Records from a collection:
=======

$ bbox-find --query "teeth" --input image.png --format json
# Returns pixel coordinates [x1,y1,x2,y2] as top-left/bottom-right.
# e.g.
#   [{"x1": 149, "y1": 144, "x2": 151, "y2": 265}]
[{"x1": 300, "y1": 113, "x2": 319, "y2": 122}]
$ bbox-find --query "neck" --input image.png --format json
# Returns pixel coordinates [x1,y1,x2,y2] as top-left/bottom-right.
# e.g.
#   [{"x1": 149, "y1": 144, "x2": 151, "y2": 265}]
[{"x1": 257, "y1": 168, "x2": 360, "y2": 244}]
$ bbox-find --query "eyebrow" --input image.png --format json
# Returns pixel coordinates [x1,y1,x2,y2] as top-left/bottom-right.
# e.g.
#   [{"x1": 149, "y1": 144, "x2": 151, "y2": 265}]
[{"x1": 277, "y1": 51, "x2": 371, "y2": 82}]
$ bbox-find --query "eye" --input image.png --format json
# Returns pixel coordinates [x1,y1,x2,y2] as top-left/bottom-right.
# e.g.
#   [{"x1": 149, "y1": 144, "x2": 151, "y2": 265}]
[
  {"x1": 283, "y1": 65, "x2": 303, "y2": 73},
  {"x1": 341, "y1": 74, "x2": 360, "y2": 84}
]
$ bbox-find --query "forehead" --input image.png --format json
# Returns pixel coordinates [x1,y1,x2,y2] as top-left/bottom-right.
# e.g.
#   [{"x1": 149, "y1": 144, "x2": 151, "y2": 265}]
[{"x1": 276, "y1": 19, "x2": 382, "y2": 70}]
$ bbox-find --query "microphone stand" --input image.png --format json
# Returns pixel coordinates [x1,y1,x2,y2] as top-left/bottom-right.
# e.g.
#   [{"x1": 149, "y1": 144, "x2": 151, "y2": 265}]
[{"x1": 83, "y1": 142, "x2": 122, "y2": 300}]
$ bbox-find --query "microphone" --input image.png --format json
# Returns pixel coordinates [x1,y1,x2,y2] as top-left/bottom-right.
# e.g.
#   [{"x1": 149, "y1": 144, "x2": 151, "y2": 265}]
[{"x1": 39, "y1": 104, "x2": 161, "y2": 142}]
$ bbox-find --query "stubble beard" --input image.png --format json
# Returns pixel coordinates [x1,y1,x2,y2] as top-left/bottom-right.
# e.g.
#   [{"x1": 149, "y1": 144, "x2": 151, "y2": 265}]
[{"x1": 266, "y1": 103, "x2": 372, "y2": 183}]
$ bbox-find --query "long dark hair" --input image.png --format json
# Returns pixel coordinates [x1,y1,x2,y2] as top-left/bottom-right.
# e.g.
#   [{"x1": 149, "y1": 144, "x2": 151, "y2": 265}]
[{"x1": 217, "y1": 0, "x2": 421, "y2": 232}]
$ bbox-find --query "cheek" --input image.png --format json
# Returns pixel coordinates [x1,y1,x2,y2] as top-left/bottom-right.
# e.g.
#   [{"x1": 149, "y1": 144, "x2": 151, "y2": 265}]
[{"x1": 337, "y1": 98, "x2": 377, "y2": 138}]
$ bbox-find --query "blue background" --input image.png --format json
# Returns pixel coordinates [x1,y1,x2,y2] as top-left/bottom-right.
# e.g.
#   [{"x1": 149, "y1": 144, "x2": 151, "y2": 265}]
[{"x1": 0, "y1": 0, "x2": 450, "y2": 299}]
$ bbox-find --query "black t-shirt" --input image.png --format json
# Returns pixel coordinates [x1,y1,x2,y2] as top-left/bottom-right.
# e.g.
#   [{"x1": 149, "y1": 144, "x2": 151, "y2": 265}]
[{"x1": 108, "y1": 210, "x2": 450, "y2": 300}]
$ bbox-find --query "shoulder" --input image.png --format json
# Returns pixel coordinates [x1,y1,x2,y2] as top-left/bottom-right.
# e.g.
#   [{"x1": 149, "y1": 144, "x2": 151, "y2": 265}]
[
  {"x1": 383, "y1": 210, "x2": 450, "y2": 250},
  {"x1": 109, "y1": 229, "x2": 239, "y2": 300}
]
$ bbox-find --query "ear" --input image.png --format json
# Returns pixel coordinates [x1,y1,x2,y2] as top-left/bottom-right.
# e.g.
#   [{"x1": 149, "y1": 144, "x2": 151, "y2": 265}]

=======

Written request.
Every entry needs to be retyped exactly.

Reply.
$ bbox-find --query "teeth" --input image.png --format json
# Returns pixel coordinates [x1,y1,x2,y2] as top-left/bottom-right.
# e.g.
#   [{"x1": 149, "y1": 144, "x2": 151, "y2": 265}]
[{"x1": 300, "y1": 113, "x2": 319, "y2": 122}]
$ bbox-find --query "neck" --input image.png --format json
# Returns pixel coordinates [x1,y1,x2,y2] as top-left/bottom-right.
# e.g.
#   [{"x1": 149, "y1": 144, "x2": 151, "y2": 265}]
[{"x1": 257, "y1": 168, "x2": 360, "y2": 244}]
$ bbox-find --query "eyebrow" --input image.png --format json
# Returns pixel coordinates [x1,y1,x2,y2] as top-left/bottom-right.
# e.g.
#   [{"x1": 149, "y1": 144, "x2": 151, "y2": 265}]
[{"x1": 277, "y1": 51, "x2": 371, "y2": 82}]
$ bbox-find --query "eye" --input image.png --format json
# Returns pixel coordinates [x1,y1,x2,y2] as top-left/bottom-right.
# e.g.
#   [{"x1": 149, "y1": 144, "x2": 151, "y2": 265}]
[
  {"x1": 283, "y1": 65, "x2": 303, "y2": 73},
  {"x1": 341, "y1": 74, "x2": 360, "y2": 84}
]
$ bbox-find --query "forehead" --input image.png --format json
# Returns pixel coordinates [x1,y1,x2,y2] as top-left/bottom-right.
# e.g.
#   [{"x1": 149, "y1": 144, "x2": 151, "y2": 265}]
[{"x1": 276, "y1": 19, "x2": 382, "y2": 70}]
$ bbox-find --query "microphone stand" --input image.png --format json
# Returns pixel coordinates [x1,y1,x2,y2] as top-left/bottom-right.
# e.g.
#   [{"x1": 149, "y1": 144, "x2": 151, "y2": 265}]
[{"x1": 83, "y1": 142, "x2": 122, "y2": 300}]
$ bbox-find --query "microphone" --input image.png --format json
# Returns pixel coordinates [x1,y1,x2,y2] as top-left/bottom-right.
# e.g.
#   [{"x1": 149, "y1": 144, "x2": 151, "y2": 265}]
[{"x1": 39, "y1": 104, "x2": 161, "y2": 142}]
$ bbox-find --query "stubble beard" --input image.png --format json
# Returns pixel coordinates [x1,y1,x2,y2] as top-left/bottom-right.
# e.g.
#   [{"x1": 149, "y1": 144, "x2": 151, "y2": 265}]
[{"x1": 266, "y1": 103, "x2": 372, "y2": 183}]
$ bbox-find --query "long dark hair" --input image.png --format json
# Returns pixel coordinates [x1,y1,x2,y2] as top-left/bottom-right.
# e.g.
#   [{"x1": 149, "y1": 144, "x2": 151, "y2": 265}]
[{"x1": 217, "y1": 0, "x2": 421, "y2": 232}]
$ bbox-find --query "cheek" --input image.png --format json
# Returns pixel coordinates [x1,y1,x2,y2] as top-left/bottom-right.
# e.g.
#   [{"x1": 149, "y1": 144, "x2": 151, "y2": 265}]
[{"x1": 337, "y1": 98, "x2": 377, "y2": 138}]
$ bbox-find --query "blue background" --input image.png --format json
# Returns pixel coordinates [x1,y1,x2,y2] as top-left/bottom-right.
# e.g.
#   [{"x1": 149, "y1": 144, "x2": 151, "y2": 265}]
[{"x1": 0, "y1": 0, "x2": 450, "y2": 299}]
$ bbox-find --query "black t-shirt" --input image.png --format json
# Returns pixel coordinates [x1,y1,x2,y2] as top-left/bottom-right.
# e.g.
#   [{"x1": 149, "y1": 144, "x2": 151, "y2": 265}]
[{"x1": 108, "y1": 210, "x2": 450, "y2": 300}]
$ bbox-find --query "shoulder" --input image.png --format json
# Returns pixel coordinates [x1,y1,x2,y2] as top-left/bottom-right.
# e.g.
#   [{"x1": 149, "y1": 144, "x2": 151, "y2": 265}]
[
  {"x1": 383, "y1": 210, "x2": 450, "y2": 250},
  {"x1": 109, "y1": 229, "x2": 239, "y2": 300}
]
$ bbox-find --query "ear" --input image.png --format json
# Returns pixel coordinates [x1,y1,x2,y2] as top-left/bottom-right.
# e.g.
#   [{"x1": 149, "y1": 144, "x2": 151, "y2": 265}]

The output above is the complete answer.